======== Data listing

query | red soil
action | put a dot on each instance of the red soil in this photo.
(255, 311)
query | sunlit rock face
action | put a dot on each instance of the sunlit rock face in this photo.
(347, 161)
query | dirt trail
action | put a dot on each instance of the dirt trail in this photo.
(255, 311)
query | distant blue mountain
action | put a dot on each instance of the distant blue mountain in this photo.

================

◆ Written exercise: Format the records above as a numbered list, omitting any blank lines.

◆ Completed exercise:
1. query | red soil
2. action | put a dot on each instance of the red soil in this photo.
3. (255, 311)
4. query | sunlit rock face
5. action | put a dot on each instance of the sunlit rock face in this photo.
6. (347, 161)
7. query | dirt trail
8. action | put a dot on each instance of the dirt trail in this photo.
9. (255, 311)
10. query | distant blue mountain
11. action | put a dot on each instance of the distant blue mountain in this photo.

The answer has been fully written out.